Problem: Without the images, print all the entries below exactly as given.

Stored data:
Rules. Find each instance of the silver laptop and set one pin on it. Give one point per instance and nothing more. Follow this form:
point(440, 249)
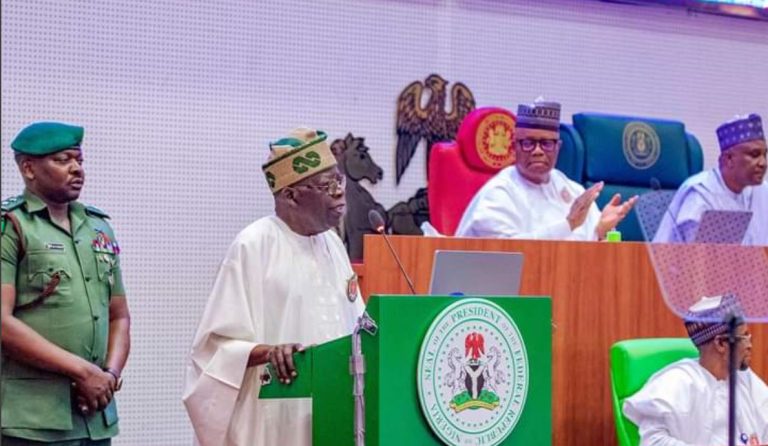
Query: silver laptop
point(723, 227)
point(476, 273)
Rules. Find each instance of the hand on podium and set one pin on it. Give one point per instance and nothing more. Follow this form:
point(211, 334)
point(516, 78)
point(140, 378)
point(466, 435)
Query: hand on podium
point(281, 358)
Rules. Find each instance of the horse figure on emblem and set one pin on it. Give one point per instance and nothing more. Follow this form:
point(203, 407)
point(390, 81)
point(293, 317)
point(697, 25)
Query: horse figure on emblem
point(356, 164)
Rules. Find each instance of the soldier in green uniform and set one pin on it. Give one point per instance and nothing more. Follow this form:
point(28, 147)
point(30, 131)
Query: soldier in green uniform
point(65, 330)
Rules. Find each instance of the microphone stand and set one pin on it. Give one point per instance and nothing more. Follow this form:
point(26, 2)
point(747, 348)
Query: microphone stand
point(397, 260)
point(733, 321)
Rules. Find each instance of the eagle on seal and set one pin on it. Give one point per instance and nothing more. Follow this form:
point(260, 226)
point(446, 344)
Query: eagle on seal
point(431, 122)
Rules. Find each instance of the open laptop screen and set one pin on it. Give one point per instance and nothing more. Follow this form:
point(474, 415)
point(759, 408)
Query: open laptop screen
point(476, 273)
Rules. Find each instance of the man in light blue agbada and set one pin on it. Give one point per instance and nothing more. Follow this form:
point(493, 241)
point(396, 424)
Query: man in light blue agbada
point(738, 183)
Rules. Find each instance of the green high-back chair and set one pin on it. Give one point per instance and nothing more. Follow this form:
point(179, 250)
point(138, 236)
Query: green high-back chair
point(634, 361)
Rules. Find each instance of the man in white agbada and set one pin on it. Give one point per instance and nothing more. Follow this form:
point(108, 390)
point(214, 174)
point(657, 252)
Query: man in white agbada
point(286, 282)
point(738, 184)
point(534, 200)
point(686, 403)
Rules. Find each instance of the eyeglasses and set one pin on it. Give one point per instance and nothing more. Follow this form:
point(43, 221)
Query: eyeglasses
point(333, 187)
point(745, 337)
point(529, 144)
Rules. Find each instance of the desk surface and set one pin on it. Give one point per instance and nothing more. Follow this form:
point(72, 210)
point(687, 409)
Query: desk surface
point(601, 293)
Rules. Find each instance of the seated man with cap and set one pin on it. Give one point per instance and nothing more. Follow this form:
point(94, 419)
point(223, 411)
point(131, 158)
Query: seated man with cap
point(65, 320)
point(285, 282)
point(532, 199)
point(686, 403)
point(738, 183)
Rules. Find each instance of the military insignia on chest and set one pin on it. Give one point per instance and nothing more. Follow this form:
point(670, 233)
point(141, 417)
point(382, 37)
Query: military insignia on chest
point(103, 243)
point(565, 195)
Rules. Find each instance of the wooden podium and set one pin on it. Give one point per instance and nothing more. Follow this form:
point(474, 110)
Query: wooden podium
point(601, 293)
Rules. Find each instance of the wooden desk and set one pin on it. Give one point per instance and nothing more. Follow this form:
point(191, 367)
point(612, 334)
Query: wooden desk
point(601, 293)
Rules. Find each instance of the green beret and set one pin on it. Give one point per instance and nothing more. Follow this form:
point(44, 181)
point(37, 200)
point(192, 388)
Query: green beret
point(44, 138)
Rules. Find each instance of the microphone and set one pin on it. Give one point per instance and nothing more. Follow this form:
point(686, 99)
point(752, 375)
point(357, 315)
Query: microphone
point(377, 224)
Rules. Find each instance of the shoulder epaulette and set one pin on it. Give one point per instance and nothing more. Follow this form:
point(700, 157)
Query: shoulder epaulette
point(96, 211)
point(12, 203)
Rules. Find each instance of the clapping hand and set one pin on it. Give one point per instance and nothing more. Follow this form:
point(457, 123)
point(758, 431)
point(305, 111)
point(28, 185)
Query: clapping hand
point(613, 213)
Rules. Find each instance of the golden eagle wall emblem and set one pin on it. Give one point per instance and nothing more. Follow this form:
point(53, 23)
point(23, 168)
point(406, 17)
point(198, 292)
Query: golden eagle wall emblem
point(431, 122)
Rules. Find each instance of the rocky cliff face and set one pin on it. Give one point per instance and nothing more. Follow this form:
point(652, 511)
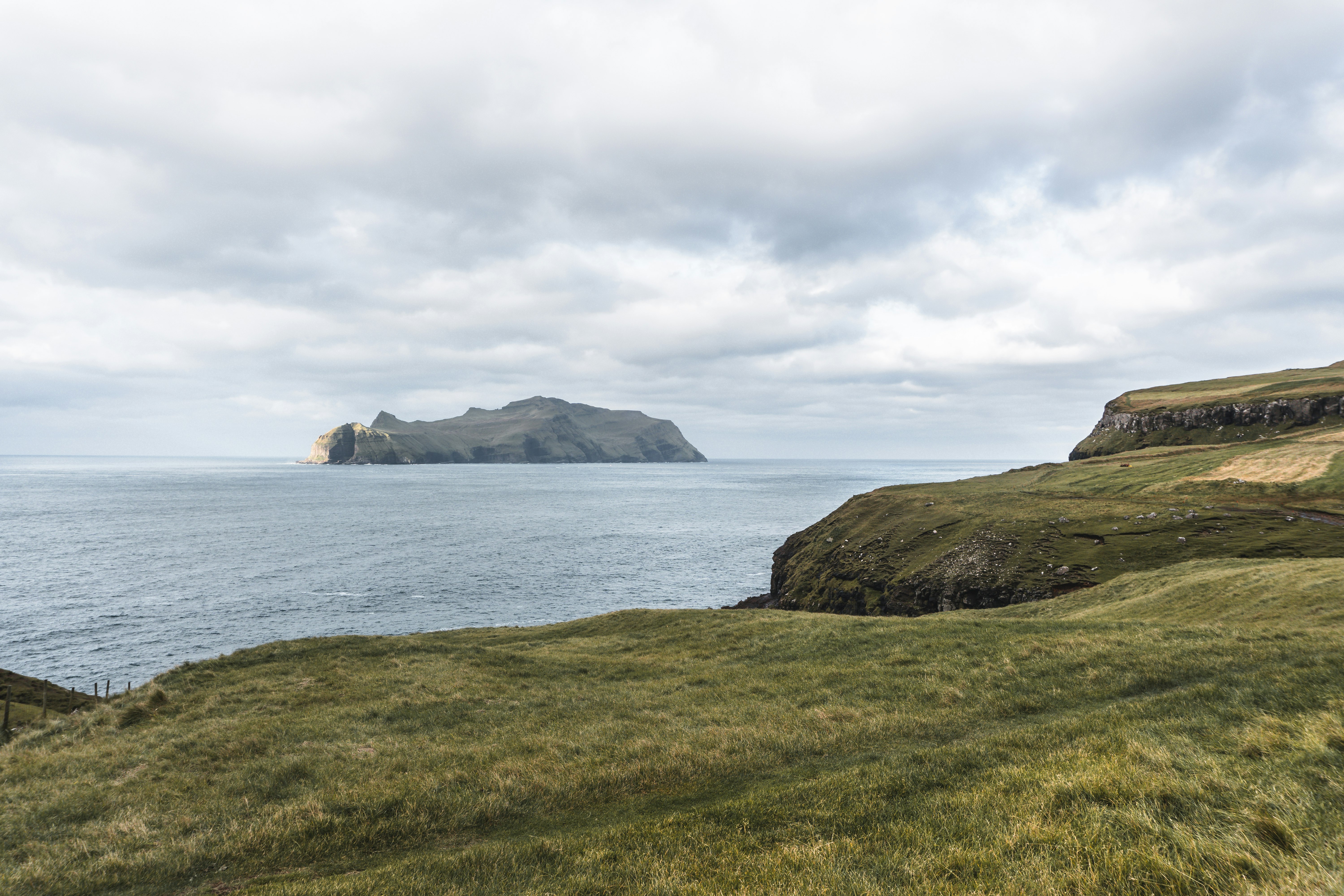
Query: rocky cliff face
point(1249, 459)
point(1126, 432)
point(536, 431)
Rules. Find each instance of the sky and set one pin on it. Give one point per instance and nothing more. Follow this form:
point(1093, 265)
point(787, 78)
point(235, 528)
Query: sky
point(799, 230)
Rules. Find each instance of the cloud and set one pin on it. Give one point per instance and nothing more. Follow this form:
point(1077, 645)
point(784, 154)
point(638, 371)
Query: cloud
point(796, 229)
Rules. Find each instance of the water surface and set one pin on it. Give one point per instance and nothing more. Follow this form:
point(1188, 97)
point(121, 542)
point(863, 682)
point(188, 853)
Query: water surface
point(123, 567)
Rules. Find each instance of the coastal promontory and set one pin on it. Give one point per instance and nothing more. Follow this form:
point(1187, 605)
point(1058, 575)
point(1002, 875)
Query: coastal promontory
point(534, 431)
point(1248, 468)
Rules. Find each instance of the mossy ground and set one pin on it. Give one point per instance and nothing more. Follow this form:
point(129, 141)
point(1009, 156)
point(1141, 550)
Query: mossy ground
point(1116, 745)
point(1006, 538)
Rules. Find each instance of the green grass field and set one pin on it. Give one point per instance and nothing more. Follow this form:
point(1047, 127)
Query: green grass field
point(1310, 382)
point(1175, 731)
point(1041, 531)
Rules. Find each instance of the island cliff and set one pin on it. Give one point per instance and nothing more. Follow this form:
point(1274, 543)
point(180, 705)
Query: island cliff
point(1213, 412)
point(536, 431)
point(1268, 483)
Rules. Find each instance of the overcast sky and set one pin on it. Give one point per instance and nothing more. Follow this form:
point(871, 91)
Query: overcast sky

The completed task:
Rules. Find each instance of the silver laptop and set one pin on it. Give one point per instance and nothing more. Follow this form:
point(440, 249)
Query: silver laptop
point(723, 227)
point(476, 273)
Rules. Find each instance of the hand on podium and set one pin on it. Give one point per instance and nothing more. Follow this form:
point(211, 334)
point(516, 78)
point(140, 378)
point(466, 435)
Query: hand on podium
point(281, 358)
Rules. Find each instance of the horse figure on emblem and set one pin on it. Give one point per instance and nothing more. Follow this form:
point(203, 407)
point(390, 81)
point(293, 317)
point(697, 25)
Query: horse figure on emblem
point(356, 164)
Rules. Find each instance of the soldier in green uniform and set one pin on it. Give one point per instance and nothing more. Follow this form:
point(28, 147)
point(30, 131)
Query: soldier in green uniform
point(65, 330)
Rules. Find each instance of the microphone stand and set one pin on it. Give one point per instance and nothing more. Follow this form:
point(26, 2)
point(747, 348)
Query: microphone stand
point(397, 260)
point(733, 321)
Rules. Find each instance of the eagle on seal and set one pin on it. Give one point per instance and nothing more. Follow this form:
point(260, 226)
point(446, 344)
Query: eagle on seal
point(431, 122)
Rules. Find each instance of the open laptop screen and set one pin on it. Give one point per instance and nothing more. Follow this form:
point(474, 415)
point(759, 408)
Query: open laptop screen
point(476, 273)
Rules. Find each instance of the man in light blue agbada and set one pin on it. Give one point per instance and nothing more. Follow this form:
point(493, 241)
point(396, 424)
Query: man in light blue agbada
point(738, 183)
Rules. Find each instance of the green high-back chair and set one pin on it. Give one point per instance and nothing more. Follow this form:
point(179, 250)
point(138, 236)
Query: green high-back chair
point(634, 361)
Rules. Find each instance of the man in white agbada and set one pin on it. Give one point per instance and nothing more. Follow this form:
point(108, 390)
point(214, 174)
point(657, 252)
Query: man in white agbada
point(286, 282)
point(738, 184)
point(534, 200)
point(686, 403)
Rules. Find each instance of the eyeglasses and set one pin on it. Give one point per instance and nothing more. Follow this form:
point(43, 221)
Query: eyeglasses
point(333, 187)
point(745, 337)
point(529, 144)
Rules. Find each instance of the desk surface and set one pin on it. Give one point per instance and nothing more. Follow this form:
point(72, 210)
point(687, 409)
Query: desk surface
point(601, 293)
Rules. Find each instance of the seated man with cap and set one pin on it. Give one point per instance and nothing more. Follow this form:
point(94, 419)
point(223, 411)
point(131, 158)
Query: seated man with cap
point(65, 320)
point(285, 282)
point(532, 199)
point(686, 403)
point(738, 183)
Rules. Find each instance of the military insignia on chest and set one pin on it. Give one point per instance and nothing more. Follow this form:
point(670, 233)
point(141, 417)
point(382, 37)
Query: military insignia on chest
point(103, 243)
point(565, 195)
Rules. Find each instance of the wooden podium and set one pin on it. Give one point per instance and nothing more. Follow this form:
point(474, 110)
Query: wooden podium
point(601, 293)
Rules. Find each instance of the wooden desk and set one pin on it. Give one point per instance and nothing more. Follow this form:
point(191, 367)
point(612, 334)
Query: wooden desk
point(601, 293)
Rules. Find each instance of the green beret and set one pin on it. Give one point per instance and nothing more. Follow this form:
point(44, 181)
point(37, 200)
point(192, 388)
Query: green beret
point(44, 138)
Rules. Find each instance of the microphone and set one pin on it. Give one point per instance and nothing more. Follow this form:
point(686, 99)
point(752, 375)
point(357, 315)
Query: microphone
point(377, 224)
Rules. Find each instance of the shoulder epaulette and set one pin on it. Give one point per instance and nothing more. Follow this form:
point(700, 157)
Query: shoulder epaulette
point(96, 211)
point(12, 203)
Rules. Find each instance of the clapping hand and set one pin on it. Give one point per instance and nothing more. Follow this form:
point(457, 123)
point(758, 431)
point(305, 111)
point(28, 185)
Query: clapping hand
point(613, 213)
Rules. Find each instance of the golden eagle wall emblem and set one pin on it. Give one point per instance and nothing more. Follow this form:
point(53, 23)
point(23, 168)
point(406, 17)
point(198, 292)
Query: golden eagle wall emblem
point(431, 122)
Rules. Find each instance of the rocky cliff face and set one pin on it. Give one point per instance and nothing more. Follow this form:
point(652, 511)
Query: rocky cliff face
point(1249, 459)
point(1126, 432)
point(536, 431)
Rules. Find each instance of the sky and set one pin on it. Give one point per instance and nothing more. Follow this form:
point(1093, 265)
point(787, 78)
point(235, 528)
Query: sky
point(799, 230)
Rules. Find each instance of the cloud and set one pin on it. Give one point per instance and nothing more. Follow this form:
point(1077, 645)
point(784, 154)
point(638, 371)
Query: cloud
point(796, 229)
Rules. Find each instance of the water surface and set one pin on it. Give one point per instance and nothing more. Follow this form:
point(1188, 97)
point(121, 542)
point(863, 682)
point(188, 853)
Query: water surface
point(123, 567)
Rules. Find each instance of the coastal promontory and set one pin on it. Give one point per instance and nothing more. Follow this form:
point(1187, 605)
point(1058, 575)
point(1002, 875)
Query: coastal promontory
point(534, 431)
point(1248, 468)
Rules. Find each instance of the mossy ground and set one pin on it. Give one point per instance and nothing more. Follow this form:
point(129, 141)
point(1009, 156)
point(1141, 550)
Query: mossy ground
point(1116, 745)
point(1006, 538)
Rules. Find each instance of the green grass field and set one pin on it. Give one point per instance and nothing more. Follow this form:
point(1047, 127)
Query: green grass field
point(1310, 382)
point(1175, 731)
point(1041, 531)
Rules. Find each instance of the island cliff and set one pin on it. Give one point per instance and nothing more. Follow this form:
point(1274, 543)
point(180, 705)
Query: island cliff
point(1213, 412)
point(536, 431)
point(1268, 483)
Rules. Find each instance of the overcast sky and set one pin on it. Give one point per instance and nothing more. Follow this form:
point(871, 91)
Query: overcast sky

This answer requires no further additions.